*** TASK INPUT ***

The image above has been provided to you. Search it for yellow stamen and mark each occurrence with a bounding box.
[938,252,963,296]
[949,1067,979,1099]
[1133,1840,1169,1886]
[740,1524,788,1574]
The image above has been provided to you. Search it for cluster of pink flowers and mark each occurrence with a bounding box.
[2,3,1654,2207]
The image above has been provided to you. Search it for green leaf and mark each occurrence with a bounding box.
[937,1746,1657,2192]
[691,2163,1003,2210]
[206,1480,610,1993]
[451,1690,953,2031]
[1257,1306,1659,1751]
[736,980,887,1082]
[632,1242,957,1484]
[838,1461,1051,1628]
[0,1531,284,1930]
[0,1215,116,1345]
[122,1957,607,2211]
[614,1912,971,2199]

***

YOUR GOAL
Output nothing but the lines from the one that contains "it for green" through the final line of the entries above, exactly as they appear.

YOUR RESPONSE
The image above has been provided to you. Search it for green leaf and mark each occurrence with a bounding box.
[937,1746,1657,2192]
[691,2163,1003,2210]
[206,1480,610,1993]
[451,1690,953,2031]
[1257,1306,1659,1751]
[736,980,887,1082]
[632,1242,957,1484]
[838,1461,1051,1628]
[0,1531,284,1930]
[0,1215,116,1345]
[122,1957,607,2211]
[614,1912,971,2199]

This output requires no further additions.